— begin DOCUMENT TEXT —

Suppose we have an object, denoted as a slider with mass M, that has one degree of freedom of movement along a linear track. The slider can move in the positive y-direction along this track with respect to an x-y coordinate system that is fixed to an inertial laboratory reference frame. The slider is initially at rest. On the surface of the slider is another track which has a section that is aligned perpendicular to the y-axis. On one end of this track section is a smaller object, denoted as the mover with mass m. (We choose the ratio of M and m such that M >> m.) The mover can slide along this track in the positive x-direction until the track curves it around through a quarter turn, such that the mover emerges from the curved section in the positive y-direction. Also at the end of the track is a near-massless spring with a force constant k. We push the mover against the spring a distance ∆x, compressing it, and giving the mover an initial elastic potential energy equal to:

Elastic Energy = 1/2 k ∆x² (1).

— end DOCUMENT TEXT —

**PROBLEMS TO SOLVE**:
A - In the slider passage, how is the slider's mass chosen relative to the mover's mass?
B - Name every physical quantity in the slider passage that is given a letter symbol, along with its symbol.
C - Recast the slider passage's paragraph that begins "Suppose we have an object" as a short bulleted list that keeps its main facts.
The listing plays no part in this work.

— begin ENTRIES —

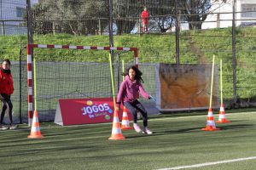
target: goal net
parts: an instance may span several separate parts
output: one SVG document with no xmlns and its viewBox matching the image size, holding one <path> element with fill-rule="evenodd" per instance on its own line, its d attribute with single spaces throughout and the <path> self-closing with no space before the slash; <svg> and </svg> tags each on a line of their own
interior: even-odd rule
<svg viewBox="0 0 256 170">
<path fill-rule="evenodd" d="M 60 99 L 113 97 L 109 50 L 114 52 L 112 62 L 115 94 L 122 71 L 118 69 L 117 53 L 126 65 L 138 63 L 136 48 L 44 44 L 28 44 L 26 48 L 29 124 L 34 107 L 32 53 L 36 60 L 36 99 L 40 121 L 54 120 Z"/>
</svg>

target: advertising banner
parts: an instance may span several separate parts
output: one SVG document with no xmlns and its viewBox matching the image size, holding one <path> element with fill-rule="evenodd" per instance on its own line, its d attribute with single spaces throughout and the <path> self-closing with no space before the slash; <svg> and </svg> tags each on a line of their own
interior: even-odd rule
<svg viewBox="0 0 256 170">
<path fill-rule="evenodd" d="M 113 98 L 63 99 L 59 100 L 55 123 L 67 126 L 112 122 L 113 111 Z M 127 114 L 129 120 L 132 120 L 132 115 L 129 111 Z M 120 108 L 120 122 L 122 116 Z"/>
</svg>

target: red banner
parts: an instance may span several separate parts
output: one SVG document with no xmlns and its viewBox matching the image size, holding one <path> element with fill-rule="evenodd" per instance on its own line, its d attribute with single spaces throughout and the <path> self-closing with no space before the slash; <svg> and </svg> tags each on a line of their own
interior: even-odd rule
<svg viewBox="0 0 256 170">
<path fill-rule="evenodd" d="M 112 122 L 113 111 L 113 98 L 60 99 L 55 122 L 64 126 Z M 120 122 L 122 116 L 121 108 L 119 112 Z M 132 120 L 130 112 L 128 118 Z"/>
</svg>

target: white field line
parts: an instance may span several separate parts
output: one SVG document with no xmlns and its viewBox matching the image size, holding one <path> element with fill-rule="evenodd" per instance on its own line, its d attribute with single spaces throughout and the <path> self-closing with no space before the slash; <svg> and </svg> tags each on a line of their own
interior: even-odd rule
<svg viewBox="0 0 256 170">
<path fill-rule="evenodd" d="M 237 114 L 239 115 L 247 115 L 247 114 L 256 114 L 256 111 L 250 111 L 250 112 L 241 112 L 241 113 L 228 113 L 226 115 L 228 115 L 228 116 L 237 116 Z M 217 114 L 215 114 L 217 115 Z M 154 122 L 154 121 L 163 121 L 163 120 L 169 120 L 169 119 L 187 119 L 187 118 L 198 118 L 198 117 L 206 117 L 206 115 L 198 115 L 198 116 L 177 116 L 177 117 L 163 117 L 163 118 L 154 118 L 154 119 L 151 119 L 149 117 L 149 122 Z M 138 120 L 140 121 L 140 120 Z M 120 122 L 120 120 L 119 120 Z M 97 126 L 97 125 L 102 125 L 102 124 L 112 124 L 112 122 L 106 122 L 106 123 L 99 123 L 99 124 L 83 124 L 83 125 L 72 125 L 72 126 L 66 126 L 66 127 L 62 127 L 62 126 L 57 126 L 57 127 L 44 127 L 44 128 L 41 128 L 40 129 L 48 129 L 48 128 L 74 128 L 74 127 L 80 127 L 80 126 Z M 31 129 L 30 127 L 27 127 L 27 129 Z M 27 129 L 15 129 L 15 131 L 19 131 L 19 130 L 27 130 Z M 0 130 L 1 132 L 8 132 L 6 130 Z"/>
<path fill-rule="evenodd" d="M 237 114 L 240 115 L 247 115 L 247 114 L 256 114 L 256 111 L 251 111 L 251 112 L 241 112 L 241 113 L 228 113 L 228 116 L 237 116 Z M 216 114 L 215 114 L 216 115 Z M 227 115 L 227 114 L 226 114 Z M 150 117 L 148 118 L 149 122 L 154 122 L 154 121 L 162 121 L 162 120 L 168 120 L 168 119 L 186 119 L 186 118 L 197 118 L 197 117 L 207 117 L 207 115 L 198 115 L 198 116 L 177 116 L 177 117 L 163 117 L 163 118 L 154 118 L 151 119 Z M 138 120 L 140 121 L 140 119 Z M 121 122 L 121 120 L 119 120 Z M 72 126 L 67 126 L 64 128 L 73 128 L 73 127 L 80 127 L 80 126 L 96 126 L 96 125 L 102 125 L 102 124 L 112 124 L 112 122 L 105 122 L 105 123 L 100 123 L 100 124 L 84 124 L 84 125 L 72 125 Z M 58 127 L 48 127 L 48 128 L 63 128 L 62 126 L 58 126 Z"/>
<path fill-rule="evenodd" d="M 242 161 L 253 160 L 253 159 L 256 159 L 256 156 L 242 157 L 242 158 L 238 158 L 238 159 L 224 160 L 224 161 L 220 161 L 220 162 L 206 162 L 206 163 L 200 163 L 200 164 L 182 166 L 182 167 L 167 167 L 167 168 L 162 168 L 162 169 L 157 169 L 157 170 L 177 170 L 177 169 L 201 167 L 217 165 L 217 164 L 221 164 L 221 163 L 230 163 L 230 162 L 242 162 Z"/>
</svg>

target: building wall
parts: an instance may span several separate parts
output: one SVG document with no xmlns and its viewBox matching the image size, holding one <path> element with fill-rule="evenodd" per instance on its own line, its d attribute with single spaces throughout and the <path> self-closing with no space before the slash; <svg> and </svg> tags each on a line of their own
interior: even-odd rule
<svg viewBox="0 0 256 170">
<path fill-rule="evenodd" d="M 237 26 L 245 24 L 249 25 L 252 23 L 256 23 L 256 20 L 241 20 L 256 19 L 256 12 L 241 13 L 249 10 L 256 11 L 255 0 L 236 0 L 236 11 L 237 12 L 237 14 L 236 14 L 236 19 L 237 20 L 236 24 Z M 229 14 L 220 14 L 219 15 L 217 14 L 209 14 L 207 16 L 207 19 L 206 20 L 207 22 L 204 22 L 202 24 L 203 29 L 216 28 L 216 27 L 223 28 L 223 27 L 232 26 L 233 0 L 228 0 L 225 4 L 221 4 L 221 1 L 218 1 L 218 3 L 212 5 L 212 11 L 213 13 L 229 13 Z M 219 20 L 218 20 L 218 17 L 219 17 Z"/>
</svg>

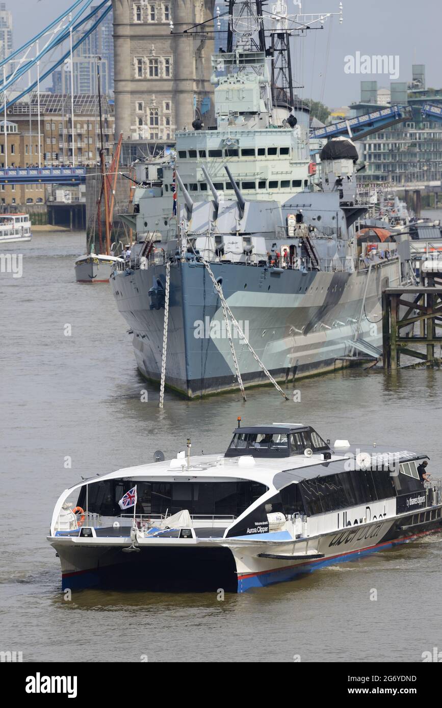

— end ENTRIES —

**PER-TASK OUTPUTS**:
A - The slider's mass M is chosen to be much greater than the mover's mass m (M >> m).

B -
- Mass of the slider: M
- Mass of the mover: m
- Force constant of the spring: k
- Distance the spring is compressed: ∆x

C -
- A slider of mass M moves with one degree of freedom along a linear track, in the positive y-direction, relative to an x-y coordinate system fixed to an inertial laboratory frame.
- The slider starts at rest.
- A second track on the slider's surface has a section perpendicular to the y-axis.
- A smaller mover of mass m sits at one end of that section, with M >> m.
- The mover slides in the positive x-direction until the track curves through a quarter turn and sends it out in the positive y-direction.
- A near-massless spring with force constant k sits at the end of the track.
- Pushing the mover a distance ∆x against the spring compresses it and gives the mover initial elastic potential energy.